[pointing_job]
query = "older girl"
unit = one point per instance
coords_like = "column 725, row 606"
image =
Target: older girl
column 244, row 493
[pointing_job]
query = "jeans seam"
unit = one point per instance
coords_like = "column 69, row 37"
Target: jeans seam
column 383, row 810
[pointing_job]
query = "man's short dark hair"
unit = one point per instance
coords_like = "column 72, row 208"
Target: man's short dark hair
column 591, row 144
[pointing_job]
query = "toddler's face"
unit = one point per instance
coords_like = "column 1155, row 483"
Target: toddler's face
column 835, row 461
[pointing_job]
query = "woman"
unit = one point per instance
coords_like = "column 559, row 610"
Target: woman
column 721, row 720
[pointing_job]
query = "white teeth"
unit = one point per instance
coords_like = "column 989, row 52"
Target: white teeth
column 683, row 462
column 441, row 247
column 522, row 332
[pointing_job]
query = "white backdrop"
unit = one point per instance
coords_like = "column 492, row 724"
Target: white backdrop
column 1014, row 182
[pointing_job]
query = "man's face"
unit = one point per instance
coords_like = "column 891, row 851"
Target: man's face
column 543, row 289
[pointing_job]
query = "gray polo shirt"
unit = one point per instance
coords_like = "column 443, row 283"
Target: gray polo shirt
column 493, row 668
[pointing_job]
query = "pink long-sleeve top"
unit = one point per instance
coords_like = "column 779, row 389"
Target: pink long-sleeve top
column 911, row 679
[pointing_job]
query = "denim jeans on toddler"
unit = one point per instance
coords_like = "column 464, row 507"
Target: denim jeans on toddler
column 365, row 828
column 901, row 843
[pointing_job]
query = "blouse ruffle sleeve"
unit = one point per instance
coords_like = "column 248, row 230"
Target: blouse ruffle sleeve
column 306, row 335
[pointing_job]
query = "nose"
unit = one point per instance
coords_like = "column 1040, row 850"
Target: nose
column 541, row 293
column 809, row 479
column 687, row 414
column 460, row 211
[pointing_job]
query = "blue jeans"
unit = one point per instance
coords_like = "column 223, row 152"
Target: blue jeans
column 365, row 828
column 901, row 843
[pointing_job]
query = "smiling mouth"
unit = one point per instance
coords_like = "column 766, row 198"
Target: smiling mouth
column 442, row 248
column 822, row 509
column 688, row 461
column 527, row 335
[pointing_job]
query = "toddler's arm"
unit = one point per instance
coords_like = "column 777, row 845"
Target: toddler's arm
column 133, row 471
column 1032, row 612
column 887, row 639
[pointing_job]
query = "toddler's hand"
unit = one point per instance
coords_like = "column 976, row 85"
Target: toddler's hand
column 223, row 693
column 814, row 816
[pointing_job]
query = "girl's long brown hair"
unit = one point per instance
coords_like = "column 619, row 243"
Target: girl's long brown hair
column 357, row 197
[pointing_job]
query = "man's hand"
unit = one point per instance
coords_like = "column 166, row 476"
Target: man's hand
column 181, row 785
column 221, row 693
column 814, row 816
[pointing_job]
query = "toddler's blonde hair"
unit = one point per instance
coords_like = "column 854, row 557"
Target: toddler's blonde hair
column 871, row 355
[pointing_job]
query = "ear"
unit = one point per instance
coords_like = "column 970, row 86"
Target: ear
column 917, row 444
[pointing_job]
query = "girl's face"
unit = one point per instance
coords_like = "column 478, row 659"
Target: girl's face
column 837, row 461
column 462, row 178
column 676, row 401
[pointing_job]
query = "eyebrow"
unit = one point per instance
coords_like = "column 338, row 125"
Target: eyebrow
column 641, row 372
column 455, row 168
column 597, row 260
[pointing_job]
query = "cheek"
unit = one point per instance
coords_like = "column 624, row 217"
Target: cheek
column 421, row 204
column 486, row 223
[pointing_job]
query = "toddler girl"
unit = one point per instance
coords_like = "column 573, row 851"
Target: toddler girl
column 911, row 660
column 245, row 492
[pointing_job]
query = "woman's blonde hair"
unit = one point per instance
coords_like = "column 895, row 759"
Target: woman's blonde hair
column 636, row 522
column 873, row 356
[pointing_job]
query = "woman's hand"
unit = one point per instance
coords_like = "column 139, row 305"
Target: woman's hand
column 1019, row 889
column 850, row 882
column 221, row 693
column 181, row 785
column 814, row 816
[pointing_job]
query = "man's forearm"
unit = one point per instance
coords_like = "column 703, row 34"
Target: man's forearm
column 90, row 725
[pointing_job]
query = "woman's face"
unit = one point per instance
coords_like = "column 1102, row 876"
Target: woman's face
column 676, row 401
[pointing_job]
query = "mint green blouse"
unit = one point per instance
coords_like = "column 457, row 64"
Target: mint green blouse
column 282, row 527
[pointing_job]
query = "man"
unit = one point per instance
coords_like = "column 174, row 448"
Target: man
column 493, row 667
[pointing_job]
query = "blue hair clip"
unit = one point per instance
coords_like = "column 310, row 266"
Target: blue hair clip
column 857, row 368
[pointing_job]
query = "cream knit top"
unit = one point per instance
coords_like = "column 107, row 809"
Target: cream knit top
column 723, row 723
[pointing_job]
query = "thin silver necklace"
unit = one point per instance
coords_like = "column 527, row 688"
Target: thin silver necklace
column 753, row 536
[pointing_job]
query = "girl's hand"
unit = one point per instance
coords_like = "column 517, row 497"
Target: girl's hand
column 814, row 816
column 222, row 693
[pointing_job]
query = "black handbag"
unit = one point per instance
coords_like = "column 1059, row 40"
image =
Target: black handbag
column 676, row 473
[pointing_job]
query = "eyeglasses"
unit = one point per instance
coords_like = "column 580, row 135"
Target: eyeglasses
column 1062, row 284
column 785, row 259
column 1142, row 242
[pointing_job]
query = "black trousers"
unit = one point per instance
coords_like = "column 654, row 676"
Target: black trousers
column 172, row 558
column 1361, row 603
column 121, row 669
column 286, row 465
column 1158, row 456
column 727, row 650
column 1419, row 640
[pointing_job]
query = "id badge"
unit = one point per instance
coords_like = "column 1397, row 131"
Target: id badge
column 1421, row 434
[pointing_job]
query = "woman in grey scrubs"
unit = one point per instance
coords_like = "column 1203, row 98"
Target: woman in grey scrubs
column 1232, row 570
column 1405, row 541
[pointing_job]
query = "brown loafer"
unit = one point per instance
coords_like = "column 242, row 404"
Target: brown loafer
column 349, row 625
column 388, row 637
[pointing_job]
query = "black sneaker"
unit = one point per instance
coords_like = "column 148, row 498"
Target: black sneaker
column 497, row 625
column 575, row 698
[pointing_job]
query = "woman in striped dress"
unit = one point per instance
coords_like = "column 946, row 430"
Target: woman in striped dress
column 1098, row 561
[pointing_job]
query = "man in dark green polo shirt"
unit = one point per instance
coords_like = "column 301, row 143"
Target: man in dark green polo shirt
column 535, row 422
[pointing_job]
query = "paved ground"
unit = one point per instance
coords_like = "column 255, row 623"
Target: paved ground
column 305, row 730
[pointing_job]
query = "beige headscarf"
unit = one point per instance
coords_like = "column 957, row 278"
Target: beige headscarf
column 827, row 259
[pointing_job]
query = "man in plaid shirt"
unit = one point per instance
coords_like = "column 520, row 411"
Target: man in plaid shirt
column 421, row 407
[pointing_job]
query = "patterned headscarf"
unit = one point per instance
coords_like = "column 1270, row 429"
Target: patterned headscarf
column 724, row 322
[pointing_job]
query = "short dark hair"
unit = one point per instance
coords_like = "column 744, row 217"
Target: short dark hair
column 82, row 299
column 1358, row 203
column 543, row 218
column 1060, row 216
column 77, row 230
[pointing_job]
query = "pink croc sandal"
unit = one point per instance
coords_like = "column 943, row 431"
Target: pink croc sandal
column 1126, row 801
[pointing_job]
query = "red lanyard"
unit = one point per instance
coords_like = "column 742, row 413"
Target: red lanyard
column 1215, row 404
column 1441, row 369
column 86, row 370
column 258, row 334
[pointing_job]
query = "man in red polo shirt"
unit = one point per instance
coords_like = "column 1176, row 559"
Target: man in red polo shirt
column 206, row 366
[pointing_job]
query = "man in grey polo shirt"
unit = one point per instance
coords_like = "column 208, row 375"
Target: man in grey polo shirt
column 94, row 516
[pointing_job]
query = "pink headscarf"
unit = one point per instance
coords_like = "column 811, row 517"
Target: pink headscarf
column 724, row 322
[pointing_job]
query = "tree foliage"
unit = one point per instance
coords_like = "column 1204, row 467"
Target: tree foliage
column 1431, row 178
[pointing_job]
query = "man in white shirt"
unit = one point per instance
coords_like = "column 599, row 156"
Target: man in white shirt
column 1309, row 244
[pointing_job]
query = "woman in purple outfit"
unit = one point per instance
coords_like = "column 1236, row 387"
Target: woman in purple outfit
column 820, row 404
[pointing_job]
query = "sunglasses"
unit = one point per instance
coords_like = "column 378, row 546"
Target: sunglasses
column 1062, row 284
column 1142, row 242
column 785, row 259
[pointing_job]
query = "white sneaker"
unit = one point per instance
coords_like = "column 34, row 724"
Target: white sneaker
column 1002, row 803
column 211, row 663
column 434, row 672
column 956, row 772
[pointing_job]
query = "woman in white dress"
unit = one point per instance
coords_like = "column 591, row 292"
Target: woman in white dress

━━━━━━━━━━━━━━━━━━━━━━━━━━━━━━

> **The request**: Copy out every line of the listing above that contains the string "mint". Case counts.

> **Exercise response**:
query = "mint green blouse"
Target: mint green blouse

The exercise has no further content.